作業指示: 「12 on jersey.」を含む行から「[422,316,572,375]」を含む行までを、両端の行も含めて一字一句変えずに出力する。

演習資料:
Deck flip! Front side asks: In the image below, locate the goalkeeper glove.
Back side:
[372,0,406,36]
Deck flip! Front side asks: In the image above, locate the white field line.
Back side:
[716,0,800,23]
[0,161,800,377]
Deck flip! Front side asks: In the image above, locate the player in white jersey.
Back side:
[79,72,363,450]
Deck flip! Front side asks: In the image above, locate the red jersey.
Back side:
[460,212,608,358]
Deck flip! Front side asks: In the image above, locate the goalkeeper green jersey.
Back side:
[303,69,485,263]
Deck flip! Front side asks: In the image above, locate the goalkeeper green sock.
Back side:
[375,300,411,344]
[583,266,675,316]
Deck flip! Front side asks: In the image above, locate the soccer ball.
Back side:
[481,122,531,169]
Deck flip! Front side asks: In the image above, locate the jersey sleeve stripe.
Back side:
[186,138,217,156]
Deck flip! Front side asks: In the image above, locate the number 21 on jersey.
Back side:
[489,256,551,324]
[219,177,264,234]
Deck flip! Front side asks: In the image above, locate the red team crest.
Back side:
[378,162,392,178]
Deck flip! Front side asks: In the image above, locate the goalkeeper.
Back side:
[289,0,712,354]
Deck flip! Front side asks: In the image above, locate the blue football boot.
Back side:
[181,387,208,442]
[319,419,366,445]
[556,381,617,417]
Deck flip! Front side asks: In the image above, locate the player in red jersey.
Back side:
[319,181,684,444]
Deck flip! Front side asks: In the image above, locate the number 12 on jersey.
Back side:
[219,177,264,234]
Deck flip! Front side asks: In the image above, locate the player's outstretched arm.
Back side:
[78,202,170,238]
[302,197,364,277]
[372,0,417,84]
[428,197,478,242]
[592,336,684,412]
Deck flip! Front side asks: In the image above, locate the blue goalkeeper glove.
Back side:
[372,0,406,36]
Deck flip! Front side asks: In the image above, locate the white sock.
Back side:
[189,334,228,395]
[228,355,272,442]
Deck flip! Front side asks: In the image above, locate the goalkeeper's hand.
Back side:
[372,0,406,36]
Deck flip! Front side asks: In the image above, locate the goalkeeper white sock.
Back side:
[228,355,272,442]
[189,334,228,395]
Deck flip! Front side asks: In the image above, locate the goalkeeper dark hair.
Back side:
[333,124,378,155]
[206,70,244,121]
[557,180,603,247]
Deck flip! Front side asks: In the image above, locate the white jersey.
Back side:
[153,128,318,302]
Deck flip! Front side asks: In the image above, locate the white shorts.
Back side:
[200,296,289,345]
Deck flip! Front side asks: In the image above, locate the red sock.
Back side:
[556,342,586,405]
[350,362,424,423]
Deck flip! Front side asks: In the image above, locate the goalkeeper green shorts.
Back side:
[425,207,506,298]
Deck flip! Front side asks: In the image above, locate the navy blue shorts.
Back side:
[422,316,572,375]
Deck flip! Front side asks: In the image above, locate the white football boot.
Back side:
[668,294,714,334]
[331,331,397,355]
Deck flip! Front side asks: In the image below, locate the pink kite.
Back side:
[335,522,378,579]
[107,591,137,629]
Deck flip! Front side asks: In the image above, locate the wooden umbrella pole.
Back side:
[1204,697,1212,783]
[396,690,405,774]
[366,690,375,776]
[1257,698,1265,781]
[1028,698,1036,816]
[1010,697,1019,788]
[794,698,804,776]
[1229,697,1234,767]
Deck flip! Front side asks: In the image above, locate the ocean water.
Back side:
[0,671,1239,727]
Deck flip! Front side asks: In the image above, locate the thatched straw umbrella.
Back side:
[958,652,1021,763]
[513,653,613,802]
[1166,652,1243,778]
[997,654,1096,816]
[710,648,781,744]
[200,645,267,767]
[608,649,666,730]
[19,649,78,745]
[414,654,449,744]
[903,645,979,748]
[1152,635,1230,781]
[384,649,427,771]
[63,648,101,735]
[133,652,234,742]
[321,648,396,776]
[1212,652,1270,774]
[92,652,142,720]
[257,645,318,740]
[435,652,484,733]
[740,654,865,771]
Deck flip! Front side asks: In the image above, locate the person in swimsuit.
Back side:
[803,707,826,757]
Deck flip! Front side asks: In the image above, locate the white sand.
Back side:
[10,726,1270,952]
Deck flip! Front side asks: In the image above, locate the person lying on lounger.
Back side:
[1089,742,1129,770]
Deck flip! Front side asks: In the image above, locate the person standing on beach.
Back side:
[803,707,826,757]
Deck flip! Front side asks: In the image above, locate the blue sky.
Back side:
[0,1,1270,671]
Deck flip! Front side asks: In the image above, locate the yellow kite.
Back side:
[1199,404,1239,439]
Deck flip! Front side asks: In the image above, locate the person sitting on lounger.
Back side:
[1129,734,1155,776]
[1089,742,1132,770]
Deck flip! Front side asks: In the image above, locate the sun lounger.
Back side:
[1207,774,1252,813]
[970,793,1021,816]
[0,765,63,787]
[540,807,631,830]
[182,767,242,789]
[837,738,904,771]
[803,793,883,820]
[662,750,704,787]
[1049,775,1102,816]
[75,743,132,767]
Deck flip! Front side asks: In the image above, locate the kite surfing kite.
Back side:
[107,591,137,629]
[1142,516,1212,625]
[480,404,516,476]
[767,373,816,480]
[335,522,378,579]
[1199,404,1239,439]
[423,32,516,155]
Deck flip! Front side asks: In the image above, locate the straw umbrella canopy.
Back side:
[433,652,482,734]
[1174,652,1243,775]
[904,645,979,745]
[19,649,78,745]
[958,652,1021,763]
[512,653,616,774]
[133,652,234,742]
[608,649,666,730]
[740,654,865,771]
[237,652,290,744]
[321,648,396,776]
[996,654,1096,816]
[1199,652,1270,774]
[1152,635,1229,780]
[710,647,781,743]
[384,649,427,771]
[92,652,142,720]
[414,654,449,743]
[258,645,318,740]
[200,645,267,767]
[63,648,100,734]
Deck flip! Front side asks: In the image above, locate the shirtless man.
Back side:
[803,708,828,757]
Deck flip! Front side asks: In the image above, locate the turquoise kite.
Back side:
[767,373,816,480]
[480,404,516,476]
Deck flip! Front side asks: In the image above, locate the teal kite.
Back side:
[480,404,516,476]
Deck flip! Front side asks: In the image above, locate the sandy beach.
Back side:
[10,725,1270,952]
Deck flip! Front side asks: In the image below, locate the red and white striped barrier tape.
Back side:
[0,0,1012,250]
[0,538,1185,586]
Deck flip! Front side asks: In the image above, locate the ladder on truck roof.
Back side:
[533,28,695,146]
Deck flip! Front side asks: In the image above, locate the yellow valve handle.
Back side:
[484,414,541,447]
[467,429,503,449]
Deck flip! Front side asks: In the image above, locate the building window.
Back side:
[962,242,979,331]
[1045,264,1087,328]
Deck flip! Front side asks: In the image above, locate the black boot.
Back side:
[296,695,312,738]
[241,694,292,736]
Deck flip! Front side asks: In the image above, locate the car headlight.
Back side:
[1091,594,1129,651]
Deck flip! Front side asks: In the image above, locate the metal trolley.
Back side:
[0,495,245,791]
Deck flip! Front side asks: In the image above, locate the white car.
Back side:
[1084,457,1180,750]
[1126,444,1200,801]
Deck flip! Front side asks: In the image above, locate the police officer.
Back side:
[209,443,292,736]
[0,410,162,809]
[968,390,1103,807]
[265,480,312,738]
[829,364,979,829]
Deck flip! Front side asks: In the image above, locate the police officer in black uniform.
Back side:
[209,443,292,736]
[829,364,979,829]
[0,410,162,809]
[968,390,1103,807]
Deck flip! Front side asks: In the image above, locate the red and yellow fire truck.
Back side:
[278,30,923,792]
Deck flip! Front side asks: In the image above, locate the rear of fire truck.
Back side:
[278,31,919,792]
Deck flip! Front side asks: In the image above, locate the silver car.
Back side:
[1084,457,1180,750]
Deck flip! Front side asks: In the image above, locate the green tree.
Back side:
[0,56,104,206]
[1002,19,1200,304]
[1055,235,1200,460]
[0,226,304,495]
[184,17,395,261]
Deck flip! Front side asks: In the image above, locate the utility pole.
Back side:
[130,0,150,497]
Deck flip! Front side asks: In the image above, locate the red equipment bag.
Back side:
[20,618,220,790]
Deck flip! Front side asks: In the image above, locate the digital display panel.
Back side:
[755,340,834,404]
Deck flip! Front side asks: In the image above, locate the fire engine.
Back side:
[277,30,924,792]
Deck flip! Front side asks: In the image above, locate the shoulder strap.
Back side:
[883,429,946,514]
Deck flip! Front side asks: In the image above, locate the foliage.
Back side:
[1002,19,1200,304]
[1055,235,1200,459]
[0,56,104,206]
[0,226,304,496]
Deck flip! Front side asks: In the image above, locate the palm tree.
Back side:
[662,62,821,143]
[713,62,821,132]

解答全文:
Deck flip! Front side asks: In the image above, locate the number 12 on jersey.
Back side:
[219,177,264,234]
Deck flip! Front side asks: In the image above, locate the player's outstretched arm.
Back side:
[78,202,170,238]
[302,197,364,277]
[372,0,417,84]
[428,197,478,242]
[592,336,684,412]
Deck flip! Front side asks: In the image above, locate the blue goalkeeper glove.
Back side:
[372,0,406,36]
Deck flip! Front side asks: In the image above, locate the white sock.
Back side:
[189,334,228,395]
[228,355,272,442]
Deck flip! Front side asks: In the image above, locate the goalkeeper's hand.
Back side:
[372,0,406,36]
Deck flip! Front side asks: In the image above, locate the goalkeeper white sock.
Back side:
[228,355,272,442]
[189,334,228,395]
Deck flip! Front side asks: In the image above, locate the goalkeeper dark hair.
Back side:
[333,124,378,155]
[206,70,244,121]
[557,180,603,247]
Deck flip! Front side asks: In the image above, locate the white jersey.
Back side:
[153,128,318,302]
Deck flip! Front side asks: In the image above, locate the white shorts.
Back side:
[200,296,289,345]
Deck flip! Front side asks: In the image above, locate the red sock.
Back side:
[556,342,586,405]
[350,362,424,423]
Deck flip! Front side asks: In the image above, locate the goalkeeper green shorts.
Back side:
[425,207,506,298]
Deck flip! Front side asks: In the image above, locate the navy blue shorts.
Back side:
[422,316,572,375]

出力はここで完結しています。